WHAT YOU NEED TO DO —
The data below must be copied in full and without any change.

TASK INPUTS —
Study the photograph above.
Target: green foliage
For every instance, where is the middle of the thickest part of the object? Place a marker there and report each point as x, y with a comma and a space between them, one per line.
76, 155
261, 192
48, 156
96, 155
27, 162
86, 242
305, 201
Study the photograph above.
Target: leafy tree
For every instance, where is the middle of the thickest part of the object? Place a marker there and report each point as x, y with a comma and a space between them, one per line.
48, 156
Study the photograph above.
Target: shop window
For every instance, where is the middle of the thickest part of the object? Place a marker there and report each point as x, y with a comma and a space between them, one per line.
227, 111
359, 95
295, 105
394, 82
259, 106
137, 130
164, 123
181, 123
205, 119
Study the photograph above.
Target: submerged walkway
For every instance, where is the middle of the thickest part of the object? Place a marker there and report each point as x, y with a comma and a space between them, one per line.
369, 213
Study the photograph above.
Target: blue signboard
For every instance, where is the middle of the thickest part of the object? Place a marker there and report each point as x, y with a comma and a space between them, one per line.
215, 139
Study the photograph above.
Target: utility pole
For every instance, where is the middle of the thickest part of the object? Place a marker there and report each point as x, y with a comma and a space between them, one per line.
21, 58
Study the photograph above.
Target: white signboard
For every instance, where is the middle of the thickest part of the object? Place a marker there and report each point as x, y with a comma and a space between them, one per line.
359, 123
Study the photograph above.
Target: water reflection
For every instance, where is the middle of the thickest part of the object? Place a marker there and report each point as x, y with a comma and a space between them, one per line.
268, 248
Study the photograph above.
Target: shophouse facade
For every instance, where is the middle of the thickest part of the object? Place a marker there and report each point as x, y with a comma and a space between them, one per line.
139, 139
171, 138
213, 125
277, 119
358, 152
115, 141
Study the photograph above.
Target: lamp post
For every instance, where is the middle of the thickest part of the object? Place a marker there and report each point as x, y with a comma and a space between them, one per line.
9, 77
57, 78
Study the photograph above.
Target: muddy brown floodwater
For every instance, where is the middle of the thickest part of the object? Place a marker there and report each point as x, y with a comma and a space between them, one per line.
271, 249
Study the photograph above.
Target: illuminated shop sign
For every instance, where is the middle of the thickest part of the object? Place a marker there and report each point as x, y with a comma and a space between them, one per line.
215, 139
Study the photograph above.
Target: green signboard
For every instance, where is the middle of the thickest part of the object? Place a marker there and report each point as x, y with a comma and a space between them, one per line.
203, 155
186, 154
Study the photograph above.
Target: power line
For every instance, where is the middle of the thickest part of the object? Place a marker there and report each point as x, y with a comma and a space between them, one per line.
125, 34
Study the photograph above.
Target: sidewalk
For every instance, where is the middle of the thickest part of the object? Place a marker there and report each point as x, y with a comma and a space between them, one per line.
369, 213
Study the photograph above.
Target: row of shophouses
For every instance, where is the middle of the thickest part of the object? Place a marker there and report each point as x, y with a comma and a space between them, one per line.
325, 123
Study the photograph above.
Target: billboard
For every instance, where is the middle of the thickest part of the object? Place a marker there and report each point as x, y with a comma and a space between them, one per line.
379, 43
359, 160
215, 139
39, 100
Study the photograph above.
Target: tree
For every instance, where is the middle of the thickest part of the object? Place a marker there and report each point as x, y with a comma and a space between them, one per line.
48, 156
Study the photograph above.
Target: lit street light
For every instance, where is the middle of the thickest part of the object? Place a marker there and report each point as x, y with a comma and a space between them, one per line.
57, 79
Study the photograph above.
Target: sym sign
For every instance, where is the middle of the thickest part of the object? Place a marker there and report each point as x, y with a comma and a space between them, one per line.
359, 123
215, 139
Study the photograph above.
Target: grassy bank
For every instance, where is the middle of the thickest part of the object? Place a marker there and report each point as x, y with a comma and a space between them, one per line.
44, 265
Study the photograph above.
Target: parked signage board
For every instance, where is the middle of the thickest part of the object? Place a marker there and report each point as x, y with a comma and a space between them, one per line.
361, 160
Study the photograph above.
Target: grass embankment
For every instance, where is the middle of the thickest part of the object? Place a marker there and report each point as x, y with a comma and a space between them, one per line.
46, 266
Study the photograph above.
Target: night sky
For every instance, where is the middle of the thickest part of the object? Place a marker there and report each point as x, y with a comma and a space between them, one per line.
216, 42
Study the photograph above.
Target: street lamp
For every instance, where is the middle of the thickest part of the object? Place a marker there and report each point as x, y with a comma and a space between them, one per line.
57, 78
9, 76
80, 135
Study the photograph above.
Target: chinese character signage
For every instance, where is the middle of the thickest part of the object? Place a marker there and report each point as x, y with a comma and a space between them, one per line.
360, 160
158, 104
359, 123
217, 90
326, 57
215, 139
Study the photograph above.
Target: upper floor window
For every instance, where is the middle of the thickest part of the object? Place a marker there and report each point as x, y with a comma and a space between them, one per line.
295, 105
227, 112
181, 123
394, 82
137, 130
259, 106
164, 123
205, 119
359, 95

EXERCISE ANSWER —
Study the photograph above.
Target: green foliage
For every instance, where is the middle of the thickest part of the object? Place a marker there and report each point as x, y with a comma and a space between them, one per line.
76, 155
261, 192
48, 156
96, 155
27, 162
86, 242
305, 201
Study the photograph above.
Target: leafy tree
For every instance, where is the middle of the thickest part of the object? Place a marker there and report each point as x, y with a comma and a space between them, one per line.
48, 156
Study the photograph above.
Target: shop window
For every instance, where is the middle of the thickest part of the object? Place a marker there and report each point as x, y with a comma and a space between them, one per line.
227, 111
359, 95
295, 105
394, 82
259, 106
137, 130
164, 123
181, 123
205, 119
Study the photograph above.
Target: submerged walkway
For every instance, where is the middle of the thickest part of the object? Place a marker there and report each point as x, y with a comma and a space between them, one per line.
369, 213
Study the photograph above.
Target: blue signboard
For every instance, where is the middle of the thickest part of the object? Place a marker there and report each point as x, y with a comma and a space between them, one per line.
215, 139
Study the photograph above.
Target: utility pole
For every instance, where is the middle of the thickest part of the object? Place a marker there and report each point as x, y with a comma and a space between them, one per line.
21, 58
Study the photograph above.
Target: white signboard
For every instance, where is the middle of the thickest part of the object? Place a marker there and report each point as x, y with a comma and a space between them, one per line.
359, 123
Study the photograph above.
Target: water reflection
For every instance, where is the middle of the thickest part of the object? Place a marker there and report each point as x, y with a comma and a space between them, one per line.
268, 248
Study the photograph above.
Target: shophouse facade
For every instance, where is the middle of the thickest part of the object? Place a marker there and report each point as x, y with a comma and a space between them, one per line.
139, 139
171, 138
213, 125
277, 119
358, 152
115, 141
Study the photograph above.
Target: lamp post
For every instance, where is the middle of the thickest part of the object? Place a marker there and report each point as x, y with a comma and a space between them, one per line.
9, 77
57, 78
Study the photograph above.
Target: muddy brown floodwater
For every instance, where is the middle of the thickest part of the object? Place a marker there and report each point as x, y with a comma and a space between them, one per line.
271, 249
Study the photograph above.
Target: illuminated shop sign
For every instance, where is the middle of the thickest part of the object? Place a marker there and report each point as x, y with a comma and a space between them, one per line.
215, 139
Study the photograph above.
Target: green signboard
For every instance, where is the middle of the thickest part of the object? Place a marker there and report each point as x, y with a comma and a space between them, one per line.
203, 155
186, 154
Study the photograph above.
Target: power line
For every instance, where is the middle of the thickest part of the object? Place a marker there and report each point as x, y with a comma and a space between them, one per line.
125, 34
Study the photograph above.
Target: sidewalk
For every instance, where is the middle of the thickest part of the object? Place a marker there and report each point as x, y with a comma and a space between them, one per line.
369, 213
Study the photograph above.
Target: row of shophouses
For every instance, where is the middle of the thickest part of the object? Place a marker there and report each point as x, y with a comma and a space between them, one per line.
325, 123
Study the photograph above.
Target: billboard
For every instance, where is the middle of the thickest part of the object? Place a marker there and report each point as x, y with a comma and a space between them, one per line.
379, 43
359, 160
215, 139
39, 100
Study the photograph above.
Target: tree
For every instance, where is the middle of the thickest part of the object? Place a marker there and report each point as x, y with a comma and a space between them, one per line.
48, 156
Study the photograph above.
Target: lit street light
For every instance, where is the middle of the thickest part of the object? Place a marker there and report each point as x, y with a comma and a space between them, one per line.
57, 79
Study the photograph above.
Target: sym sign
For every instance, where is the middle of the thickest part of the object? Place a marker there and report each point as x, y with a comma and a space between them, one per line.
359, 123
215, 139
Study the photograph above.
Target: grassy bank
For every instance, where is the middle of the thickest part of the object? Place a marker there and report each point as x, y with a comma and a space between them, one per line.
44, 265
Study the photograph above.
Target: parked signage board
For every instance, where is the middle of the thickest part of the object? Place a marker there and report each point as x, y with a comma and a space between them, one per line.
361, 160
Study the photograph above.
Target: grass embankment
For every instance, where is the middle of the thickest part of the object? Place a marker there and report each point as x, y with a comma and a space between them, one per line.
46, 266
Study the photograph above.
Target: night sky
For every instance, where is the middle of the thickest part of the object? Place a marker there and report each point as x, y with a comma and a space between them, one per line.
216, 42
Study the photograph above.
Target: street lamp
For every instance, where is the middle of the thickest part of the object? Place a marker there and report each point as x, y with a comma and a space between them, one per line.
57, 78
9, 76
80, 135
Study the photograph above.
Target: chinese character signage
For every instance, where is the middle of the thickest part of the object? Place a marker there and report each point as x, y with a comma and a space between them, one per line.
360, 160
158, 104
359, 123
217, 90
326, 57
215, 139
Study the photograph above.
Target: upper floor window
For every instance, where is the middle of the thickest part of the object? Place a marker there and report each point as x, y with a comma and a space between them, one per line.
295, 105
227, 112
181, 123
394, 82
137, 130
259, 106
164, 123
205, 119
359, 95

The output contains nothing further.